--- START DATASET CONTENT ---

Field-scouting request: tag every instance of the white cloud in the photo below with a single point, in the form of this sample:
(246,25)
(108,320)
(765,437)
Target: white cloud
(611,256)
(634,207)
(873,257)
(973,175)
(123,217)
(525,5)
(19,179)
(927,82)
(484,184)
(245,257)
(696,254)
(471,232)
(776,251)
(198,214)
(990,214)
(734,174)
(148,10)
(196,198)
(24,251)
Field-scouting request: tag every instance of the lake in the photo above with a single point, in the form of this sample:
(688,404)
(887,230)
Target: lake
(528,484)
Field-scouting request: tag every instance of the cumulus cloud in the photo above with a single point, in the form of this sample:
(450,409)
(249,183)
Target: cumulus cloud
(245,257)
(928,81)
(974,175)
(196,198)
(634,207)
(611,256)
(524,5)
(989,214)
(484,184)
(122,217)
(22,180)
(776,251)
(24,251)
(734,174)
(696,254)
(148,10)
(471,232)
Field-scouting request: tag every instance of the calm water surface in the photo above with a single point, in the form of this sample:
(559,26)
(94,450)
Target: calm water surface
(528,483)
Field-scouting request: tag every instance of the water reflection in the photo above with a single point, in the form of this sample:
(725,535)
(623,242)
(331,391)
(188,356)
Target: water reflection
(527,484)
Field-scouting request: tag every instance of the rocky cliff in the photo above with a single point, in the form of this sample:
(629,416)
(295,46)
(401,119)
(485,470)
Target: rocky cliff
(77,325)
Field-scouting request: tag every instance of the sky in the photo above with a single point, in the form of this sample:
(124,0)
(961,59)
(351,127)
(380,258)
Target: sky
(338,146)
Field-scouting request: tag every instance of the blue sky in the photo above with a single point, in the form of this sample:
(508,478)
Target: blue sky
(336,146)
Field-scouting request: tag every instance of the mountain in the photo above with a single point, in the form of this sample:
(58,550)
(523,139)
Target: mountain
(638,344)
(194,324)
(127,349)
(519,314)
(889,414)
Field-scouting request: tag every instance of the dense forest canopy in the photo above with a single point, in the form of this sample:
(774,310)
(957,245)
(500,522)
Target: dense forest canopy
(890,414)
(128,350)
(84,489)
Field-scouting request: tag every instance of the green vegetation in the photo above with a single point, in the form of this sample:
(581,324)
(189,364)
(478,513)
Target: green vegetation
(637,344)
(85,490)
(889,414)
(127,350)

--- END DATASET CONTENT ---

[GOAL OF THE EXERCISE]: Please arrange all the rows above as a numbered list, leaving out any blank lines.

[RESPONSE TO THE TASK]:
1. Field-scouting request: tag every instance of the white cloud in the photo below with a single point, in the form of this sample:
2. (246,25)
3. (108,320)
4. (765,437)
5. Target: white cloud
6. (611,256)
7. (634,207)
8. (873,257)
9. (973,175)
10. (123,217)
11. (525,5)
12. (19,179)
13. (927,82)
14. (484,184)
15. (245,257)
16. (696,254)
17. (471,232)
18. (776,251)
19. (198,214)
20. (990,214)
21. (734,174)
22. (148,10)
23. (196,198)
24. (24,251)
25. Field-scouting request: tag every instance of the lake in the photo above with a single point, in the form of this sample:
26. (688,404)
27. (887,230)
28. Target: lake
29. (528,484)
30. Field-scouting request: tag every instance of the cumulus cloud in the photo above with a single point, in the form of this sample:
31. (450,409)
32. (249,183)
33. Target: cumulus cloud
34. (245,257)
35. (928,81)
36. (974,175)
37. (196,198)
38. (634,207)
39. (611,256)
40. (524,5)
41. (989,214)
42. (484,184)
43. (122,217)
44. (22,180)
45. (776,251)
46. (24,251)
47. (734,174)
48. (696,254)
49. (148,10)
50. (471,232)
51. Field-scouting request: tag every instance of the calm water surface in the photo above with a single point, in the form of this sample:
52. (559,26)
53. (94,450)
54. Target: calm water surface
55. (528,483)
56. Field-scouting request: tag every instance of the water reflection in the photo above with a single point, in the form of this sample:
57. (725,535)
58. (623,242)
59. (331,391)
60. (188,356)
61. Target: water reflection
62. (527,484)
63. Field-scouting request: tag every instance of the rocky cliff in the photo above with a single point, in the form of this sample:
64. (629,416)
65. (295,46)
66. (401,119)
67. (485,470)
68. Target: rocky cliff
69. (77,325)
70. Field-scouting request: tag every instance of the sky in the photo above with a single point, in the form of this sample:
71. (124,0)
72. (961,59)
73. (351,127)
74. (380,258)
75. Target: sky
76. (338,146)
77. Field-scouting request: tag every instance of the blue sky in the photo above with a single point, in the form of this sample:
78. (508,478)
79. Target: blue sky
80. (336,146)
81. Field-scouting request: tag every instance of the mountain in the photo above with a single point, in the form of this sample:
82. (58,550)
83. (523,139)
84. Target: mountain
85. (638,344)
86. (194,324)
87. (127,349)
88. (519,314)
89. (889,414)
90. Field-scouting request: tag every instance of the dense forest canopy in the photo above with a single point, in the form of this sample:
91. (774,310)
92. (957,245)
93. (500,522)
94. Target: dense forest canopy
95. (890,414)
96. (128,350)
97. (84,489)
98. Field-scouting request: tag every instance of the green vegetation in the photo above with a single point, in the form of this sample:
99. (581,324)
100. (189,364)
101. (478,513)
102. Target: green vegetation
103. (637,344)
104. (85,490)
105. (889,414)
106. (127,350)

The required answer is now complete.